Episode 5 of 10 Rise of the New Economy: How American Industry Transformed

Where the Tech Economy Hides

The Information sector is 5.4% of GDP — barely changed from 4.6% in 1997. This is one of the most misleading numbers in the BEA data. Inside that stable shell, a complete revolution happened. And the real tech economy spills far beyond the sector built to measure it.

Finexus Research • March 23, 2026 • BEA GDP by Industry

The Information sector is 5.4% of American GDP. In 1997, it was 4.6%. That is a gain of 0.8 percentage points over 27 years — one of the smallest changes in the entire BEA dataset. In a series about structural transformation, the Information sector appears to be the industry where nothing happened.

This is deeply misleading.

The flatness of the headline number conceals one of the most violent rotations in the American economy. Inside that stable 5% shell, a complete changing of the guard took place. The sub-industries that dominated the sector in 1997 — broadcasting networks and telecom carriers — lost nearly a full percentage point of GDP. The sub-industries that barely existed in 1997 — data processing, internet publishing, cloud computing — grew to replace them and then some. The Information sector did not stand still. It churned.

### Do this
Continue the article on the Information sector's share of American GDP, beginning immediately after its final sentence.

### Material shown
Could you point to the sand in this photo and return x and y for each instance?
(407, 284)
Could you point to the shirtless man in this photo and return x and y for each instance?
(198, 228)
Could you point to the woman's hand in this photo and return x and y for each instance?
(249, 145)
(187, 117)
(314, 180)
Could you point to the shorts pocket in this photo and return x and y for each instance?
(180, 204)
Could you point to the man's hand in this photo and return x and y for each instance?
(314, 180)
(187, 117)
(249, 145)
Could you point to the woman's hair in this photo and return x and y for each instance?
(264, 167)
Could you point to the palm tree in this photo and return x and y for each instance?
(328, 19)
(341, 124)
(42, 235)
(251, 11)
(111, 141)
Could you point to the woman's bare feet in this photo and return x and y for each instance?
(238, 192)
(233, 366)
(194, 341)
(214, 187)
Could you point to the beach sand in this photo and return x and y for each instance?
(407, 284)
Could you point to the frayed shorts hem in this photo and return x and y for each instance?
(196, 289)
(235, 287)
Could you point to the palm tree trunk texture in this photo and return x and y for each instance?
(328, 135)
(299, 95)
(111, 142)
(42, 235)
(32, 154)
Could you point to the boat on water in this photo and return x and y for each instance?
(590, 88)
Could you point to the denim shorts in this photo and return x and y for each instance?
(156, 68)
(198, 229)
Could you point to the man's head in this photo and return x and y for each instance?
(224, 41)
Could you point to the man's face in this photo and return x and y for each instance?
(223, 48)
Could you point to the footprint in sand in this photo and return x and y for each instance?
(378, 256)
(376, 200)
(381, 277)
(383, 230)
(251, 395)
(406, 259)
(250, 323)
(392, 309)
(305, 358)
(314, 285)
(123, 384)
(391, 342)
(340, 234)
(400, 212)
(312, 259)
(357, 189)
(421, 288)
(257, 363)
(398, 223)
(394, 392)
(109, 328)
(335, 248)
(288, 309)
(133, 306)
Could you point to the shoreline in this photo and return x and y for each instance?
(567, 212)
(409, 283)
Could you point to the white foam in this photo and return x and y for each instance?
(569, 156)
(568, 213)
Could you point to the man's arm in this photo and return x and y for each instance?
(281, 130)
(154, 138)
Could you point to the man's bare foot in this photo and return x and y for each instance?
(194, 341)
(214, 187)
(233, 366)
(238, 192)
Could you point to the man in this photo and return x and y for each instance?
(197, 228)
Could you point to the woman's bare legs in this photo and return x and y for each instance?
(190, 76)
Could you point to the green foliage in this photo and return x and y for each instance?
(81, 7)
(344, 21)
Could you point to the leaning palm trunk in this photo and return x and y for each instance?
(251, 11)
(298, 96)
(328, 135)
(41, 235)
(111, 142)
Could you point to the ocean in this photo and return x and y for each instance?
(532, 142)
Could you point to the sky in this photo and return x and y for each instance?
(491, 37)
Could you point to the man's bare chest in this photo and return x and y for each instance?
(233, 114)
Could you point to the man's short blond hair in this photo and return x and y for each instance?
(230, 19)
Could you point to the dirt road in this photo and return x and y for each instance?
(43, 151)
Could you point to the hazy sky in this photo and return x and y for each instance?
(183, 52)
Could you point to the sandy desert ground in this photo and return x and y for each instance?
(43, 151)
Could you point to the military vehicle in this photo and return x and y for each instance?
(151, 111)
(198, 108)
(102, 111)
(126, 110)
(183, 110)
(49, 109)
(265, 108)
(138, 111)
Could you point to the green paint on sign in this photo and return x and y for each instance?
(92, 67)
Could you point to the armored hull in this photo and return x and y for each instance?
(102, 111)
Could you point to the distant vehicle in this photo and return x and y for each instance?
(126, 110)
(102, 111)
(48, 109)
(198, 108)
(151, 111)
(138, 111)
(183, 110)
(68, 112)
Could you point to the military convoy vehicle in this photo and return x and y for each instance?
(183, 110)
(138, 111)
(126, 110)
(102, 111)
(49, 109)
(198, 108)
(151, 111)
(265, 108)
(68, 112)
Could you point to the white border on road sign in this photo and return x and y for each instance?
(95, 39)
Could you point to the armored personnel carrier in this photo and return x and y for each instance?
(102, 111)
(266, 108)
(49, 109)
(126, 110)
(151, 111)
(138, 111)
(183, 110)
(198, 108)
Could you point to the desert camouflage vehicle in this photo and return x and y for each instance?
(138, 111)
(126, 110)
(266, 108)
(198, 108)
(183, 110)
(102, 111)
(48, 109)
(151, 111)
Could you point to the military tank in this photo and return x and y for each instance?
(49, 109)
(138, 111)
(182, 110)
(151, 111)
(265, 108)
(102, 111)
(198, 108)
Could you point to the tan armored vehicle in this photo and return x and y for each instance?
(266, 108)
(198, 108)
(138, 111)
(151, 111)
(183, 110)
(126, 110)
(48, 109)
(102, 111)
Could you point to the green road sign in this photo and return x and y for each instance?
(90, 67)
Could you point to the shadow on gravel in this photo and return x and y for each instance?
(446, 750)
* * *
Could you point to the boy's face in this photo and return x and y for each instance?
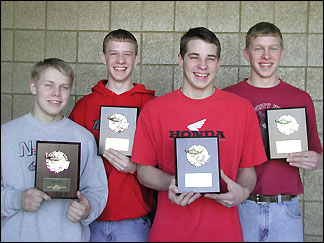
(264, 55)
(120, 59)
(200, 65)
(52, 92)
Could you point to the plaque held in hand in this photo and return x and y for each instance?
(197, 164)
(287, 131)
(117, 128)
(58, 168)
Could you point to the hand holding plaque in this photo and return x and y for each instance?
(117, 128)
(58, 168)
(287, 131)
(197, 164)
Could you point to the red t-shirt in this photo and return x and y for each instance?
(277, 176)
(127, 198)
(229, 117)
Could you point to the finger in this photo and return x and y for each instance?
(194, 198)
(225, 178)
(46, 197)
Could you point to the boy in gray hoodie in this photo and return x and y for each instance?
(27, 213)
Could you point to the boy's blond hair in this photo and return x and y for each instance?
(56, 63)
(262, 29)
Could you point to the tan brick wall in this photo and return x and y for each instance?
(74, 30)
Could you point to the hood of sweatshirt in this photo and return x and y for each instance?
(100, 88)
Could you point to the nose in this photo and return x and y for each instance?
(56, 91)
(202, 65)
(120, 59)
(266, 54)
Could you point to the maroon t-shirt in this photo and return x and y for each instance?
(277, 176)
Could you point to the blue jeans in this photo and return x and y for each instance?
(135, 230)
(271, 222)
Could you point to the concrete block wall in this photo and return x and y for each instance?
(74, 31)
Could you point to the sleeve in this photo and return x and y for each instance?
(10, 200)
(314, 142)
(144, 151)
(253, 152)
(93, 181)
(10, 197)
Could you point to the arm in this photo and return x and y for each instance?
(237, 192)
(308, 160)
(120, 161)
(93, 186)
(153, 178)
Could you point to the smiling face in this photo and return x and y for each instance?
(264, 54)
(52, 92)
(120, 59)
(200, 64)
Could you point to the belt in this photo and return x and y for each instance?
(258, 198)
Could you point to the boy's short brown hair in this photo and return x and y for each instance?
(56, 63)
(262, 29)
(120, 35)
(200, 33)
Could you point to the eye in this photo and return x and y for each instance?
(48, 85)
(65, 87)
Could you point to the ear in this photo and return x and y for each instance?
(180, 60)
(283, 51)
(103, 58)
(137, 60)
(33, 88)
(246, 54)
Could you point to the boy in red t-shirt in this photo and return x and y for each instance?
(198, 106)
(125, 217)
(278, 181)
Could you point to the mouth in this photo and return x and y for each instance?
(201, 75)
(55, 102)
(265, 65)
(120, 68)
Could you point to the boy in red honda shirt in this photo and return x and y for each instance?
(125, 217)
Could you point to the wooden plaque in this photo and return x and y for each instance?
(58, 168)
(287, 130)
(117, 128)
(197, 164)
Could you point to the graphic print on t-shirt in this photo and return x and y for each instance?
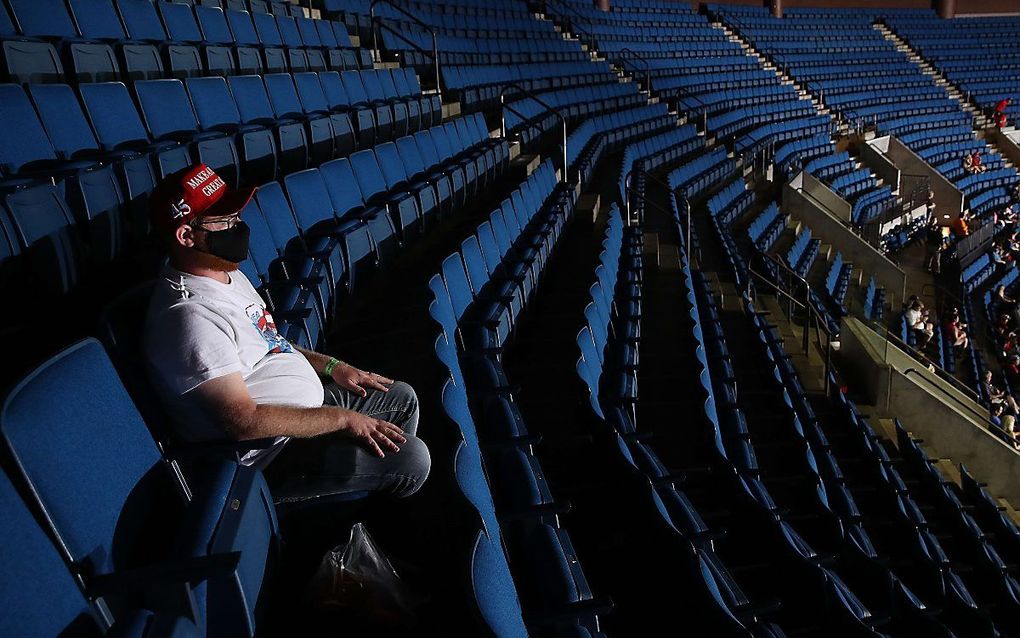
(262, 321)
* * *
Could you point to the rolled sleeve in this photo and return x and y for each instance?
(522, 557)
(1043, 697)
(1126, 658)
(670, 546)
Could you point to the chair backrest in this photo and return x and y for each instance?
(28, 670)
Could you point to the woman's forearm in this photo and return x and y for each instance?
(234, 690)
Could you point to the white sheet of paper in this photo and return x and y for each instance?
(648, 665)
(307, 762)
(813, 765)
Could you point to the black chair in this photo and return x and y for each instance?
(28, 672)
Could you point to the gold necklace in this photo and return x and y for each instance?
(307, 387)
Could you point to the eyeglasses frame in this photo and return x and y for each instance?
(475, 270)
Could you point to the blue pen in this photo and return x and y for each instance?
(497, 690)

### Answer to this problem
And that is only half the story. The “tech economy” as most people understand it — the companies that build software, run data centers, design computer systems, and power the digital infrastructure of every other industry — does not live inside a single NAICS sector. It spills across the BEA’s classification boundaries into professional services, manufacturing, and industries that the North American Industry Classification System was never designed to capture. To find the real tech economy, you have to look in places the official statistics were not built to show you.

The Flat Line That Isn’t

NAICS sector 51, Information, contains four major sub-industries. In 1997, the sector was dominated by broadcasting and telecommunications (NAICS 513), which alone accounted for 2.6% of GDP — more than half the entire sector. These were the cable companies, the phone companies, the broadcast networks. They built the pipes and owned the airwaves.

Publishing, including software (NAICS 511), was the second-largest piece at 1.1% of GDP. This was the era of boxed software — Microsoft Office on CD-ROMs, enterprise licenses sold by the seat, newspapers and book publishers still operating at scale.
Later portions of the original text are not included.